▸ **WORK INSTRUCTION**
Images excluded, reproduce each line of the records exactly as it stands.

INFORMATION SUPPLIED START

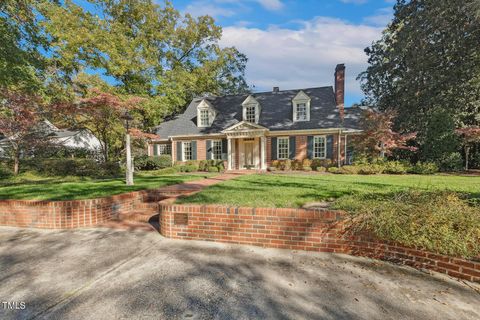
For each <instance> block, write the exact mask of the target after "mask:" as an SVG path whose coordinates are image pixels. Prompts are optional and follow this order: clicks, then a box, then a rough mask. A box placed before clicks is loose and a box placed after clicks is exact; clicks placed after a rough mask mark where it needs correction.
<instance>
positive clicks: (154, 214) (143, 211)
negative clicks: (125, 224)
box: [116, 211, 158, 222]
mask: <svg viewBox="0 0 480 320" xmlns="http://www.w3.org/2000/svg"><path fill="white" fill-rule="evenodd" d="M155 215H158V211H154V212H145V211H131V212H121V213H119V215H118V218H117V219H116V220H126V221H136V222H148V221H149V220H150V218H151V217H152V216H155Z"/></svg>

INFORMATION SUPPLIED END

▸ **OUTPUT OF THE EXERCISE**
For each <instance> block, write the exact mask of the target after "mask:" as an SVG path whose coordinates are image pixels. Prompts are optional and follow this order: clicks, then a box, then a rough mask. A box placed before clicks is loose and a box placed after clicks is exact; clicks placed after a rough mask mark where it needs correction.
<instance>
positive clicks: (154, 214) (143, 211)
negative clicks: (125, 224)
box: [116, 211, 158, 222]
mask: <svg viewBox="0 0 480 320" xmlns="http://www.w3.org/2000/svg"><path fill="white" fill-rule="evenodd" d="M155 215H158V211H154V212H145V211H131V212H121V213H119V215H118V218H117V219H116V220H126V221H136V222H148V221H149V220H150V218H151V217H152V216H155Z"/></svg>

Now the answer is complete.